• Explore the material
(a) In the text on mental health care below, condense the paragraph beginning "Lynn Samuels, executive director" into a short bulleted list that keeps its main facts.
(b) Carry the text on mental health care further, picking up after its final sentence.

• Text for analysis
BEGIN

Samuels also predicted that the lack of available treatment dollars for the “working poor” was going to become an even greater problem in the next fiscal year. She expects the state’s K-12 education funding mandate will mean cuts in state-only human services dollars. Alberts said that the SWBH has used reserve funding to sustain same levels of service despite cuts to state funding two years ago, but those reserves have been almost used up.

“Other RSNs had to reduce services because they didn’t have the depth of reserves we had,” said Alberts.

Managing risk

Samuels said the region’s mental health care providers are committed to the safety of clients, their family members, staff and the community at large. For example, Columbia River Mental Health Services participates with a suicide response work group put together by the sheriff’s department.

Yakovich and Mom-Chhing said that their organizations have placed therapists in schools and for the last several years have provided student threat assessments for students who have “crossed the line between poor behavior and becoming a threat.”

“We try to be proactive and engage kids in services ahead of time,” said Yakovich. “But services are voluntary…the key is to be welcoming and provide information that will help them realize services can be a benefit to them.”

The CCGA also provides a yearly 40-hour crisis intervention training course to first responders. Yakovich said that so far, they have trained more than 225 officers and first-responders in Cowlitz County.

Collaboration Is key

Knapp said that they are working on a service integration initiative, so that mental health, chemical dependency, and primary care providers can collaborate.

“We need to better integrate and coordinate our services to meet overall health needs,” said Knapp. “We can’t continue to treat people from a silo perspective.”

According to Yakovich, the region’s mental health care organizations have made great progress over the last few years, raising awareness of the benefits of mental health care.

“Mental health care is becoming viewed as part of primary care,” said Yakovich. “The reality is that treatment helps – it relieves illness and symptoms.”

Locally grown: Innovative programs in Clark County

Psycho-Social Rehab

Lynn Samuels, executive director of Columbia River Mental Health Services, said they have embarked on an exciting new Psycho-Social Rehab (PSR) program. She described PSR as an intensive day-program, focused on positively engaging people who need mental health care services. The program will provide support and structure, and prepare participants for moving on to more traditional outpatient services. The program opened last December, and currently has about 10 participants. Eventually, said Samuels, she expects to have availability for 30 to 40 participants.

END

• Records provided
BEGIN

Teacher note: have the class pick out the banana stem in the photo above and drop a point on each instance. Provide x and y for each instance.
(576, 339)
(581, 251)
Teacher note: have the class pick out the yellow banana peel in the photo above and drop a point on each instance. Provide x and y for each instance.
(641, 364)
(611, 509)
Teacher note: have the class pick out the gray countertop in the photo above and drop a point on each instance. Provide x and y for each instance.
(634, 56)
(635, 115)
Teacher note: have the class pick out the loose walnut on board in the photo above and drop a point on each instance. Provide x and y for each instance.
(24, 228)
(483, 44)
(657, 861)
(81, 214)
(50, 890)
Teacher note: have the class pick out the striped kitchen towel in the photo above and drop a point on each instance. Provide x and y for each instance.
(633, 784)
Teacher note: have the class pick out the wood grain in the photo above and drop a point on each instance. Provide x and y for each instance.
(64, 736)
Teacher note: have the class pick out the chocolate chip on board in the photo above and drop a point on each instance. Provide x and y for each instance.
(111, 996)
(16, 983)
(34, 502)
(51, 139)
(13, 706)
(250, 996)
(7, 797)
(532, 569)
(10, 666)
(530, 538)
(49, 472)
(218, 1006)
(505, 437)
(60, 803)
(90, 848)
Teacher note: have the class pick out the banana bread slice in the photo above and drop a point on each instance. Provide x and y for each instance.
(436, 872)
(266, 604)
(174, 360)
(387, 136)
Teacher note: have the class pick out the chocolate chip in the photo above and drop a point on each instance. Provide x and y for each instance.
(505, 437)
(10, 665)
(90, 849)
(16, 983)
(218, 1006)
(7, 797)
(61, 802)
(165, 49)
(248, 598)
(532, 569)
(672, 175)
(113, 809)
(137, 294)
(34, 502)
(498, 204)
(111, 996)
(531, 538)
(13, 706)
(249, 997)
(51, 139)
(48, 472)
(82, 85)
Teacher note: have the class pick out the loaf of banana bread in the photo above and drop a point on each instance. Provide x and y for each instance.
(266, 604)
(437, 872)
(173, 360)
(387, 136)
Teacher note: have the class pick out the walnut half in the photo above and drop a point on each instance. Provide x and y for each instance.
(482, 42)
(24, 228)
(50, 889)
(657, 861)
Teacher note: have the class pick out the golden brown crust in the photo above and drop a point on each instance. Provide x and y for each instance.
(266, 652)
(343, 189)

END
BEGIN

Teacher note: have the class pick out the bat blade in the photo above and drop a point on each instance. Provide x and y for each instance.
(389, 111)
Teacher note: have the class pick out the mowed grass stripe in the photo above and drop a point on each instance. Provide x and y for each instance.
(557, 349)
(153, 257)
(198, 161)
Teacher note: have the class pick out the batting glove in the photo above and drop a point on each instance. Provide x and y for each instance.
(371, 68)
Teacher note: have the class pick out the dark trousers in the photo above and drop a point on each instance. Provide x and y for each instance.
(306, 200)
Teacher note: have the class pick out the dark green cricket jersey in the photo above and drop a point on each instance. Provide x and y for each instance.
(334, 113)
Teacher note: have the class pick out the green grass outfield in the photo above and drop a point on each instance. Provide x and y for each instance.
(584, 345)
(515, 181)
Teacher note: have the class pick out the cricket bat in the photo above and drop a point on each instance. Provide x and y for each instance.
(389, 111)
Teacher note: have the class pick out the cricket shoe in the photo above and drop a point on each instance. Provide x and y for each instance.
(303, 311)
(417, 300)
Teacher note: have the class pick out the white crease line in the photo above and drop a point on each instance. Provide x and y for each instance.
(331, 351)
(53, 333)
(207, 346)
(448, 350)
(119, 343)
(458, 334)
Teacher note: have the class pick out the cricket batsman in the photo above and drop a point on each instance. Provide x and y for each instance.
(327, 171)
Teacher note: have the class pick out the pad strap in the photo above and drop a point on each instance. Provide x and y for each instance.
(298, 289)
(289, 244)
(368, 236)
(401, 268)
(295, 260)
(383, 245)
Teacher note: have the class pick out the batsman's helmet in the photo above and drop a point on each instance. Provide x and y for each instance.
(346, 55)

END
BEGIN

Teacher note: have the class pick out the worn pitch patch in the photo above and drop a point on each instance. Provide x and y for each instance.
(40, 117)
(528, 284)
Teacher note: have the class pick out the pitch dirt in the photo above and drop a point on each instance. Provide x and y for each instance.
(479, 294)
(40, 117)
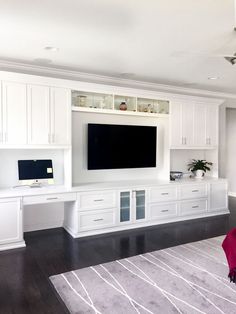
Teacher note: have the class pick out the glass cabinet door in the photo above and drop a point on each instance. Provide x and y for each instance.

END

• Outputs in order
(a)
- Lynn Samuels, executive director of Columbia River Mental Health Services, said they have started a new Psycho-Social Rehab (PSR) program.
- PSR is an intensive day program focused on positively engaging people who need mental health care services.
- It provides support and structure and prepares participants for more traditional outpatient services.
- The program opened last December and currently has about 10 participants.
- Samuels expects it to eventually have room for 30 to 40 participants.

(b)
Consumer Voices Are Born (CVAB)

This program, located in Vancouver, encourages self-determination and self-sufficiency for people in mental health and addictions recovery. The REACH center offers self-help classes, recovery groups, access to computers, volunteer opportunities, and social activities. The Val Ogden Center is a community of peers working together to achieve recovery goals in an environment similar to a typical workplace. Vancouver’s CVAB has assisted other peer-run associations in the state, and is building a network of similar centers across the state through a grant from the Substance Abuse and Mental Health Services Administration.

Child Wraparound Program

Eric Yakovich, chief executive officer for Cowlitz County Guidance Association (CCGA), said their Child Wraparound program is a promising service for children and families that are involved in multiple support systems. The program focuses on helping the family become the leader of their care, instead of simply being told what to do by several different agencies or entities. Yakovich said the program has shown outstanding outcome for children and family, in terms of behaviors and functionality, and is based on a national wraparound initiative (see www.nwi.pdx.edu/wraparoundbasics.shtml). Clark County also offers a child wraparound program, coordinated through Catholic Community Services.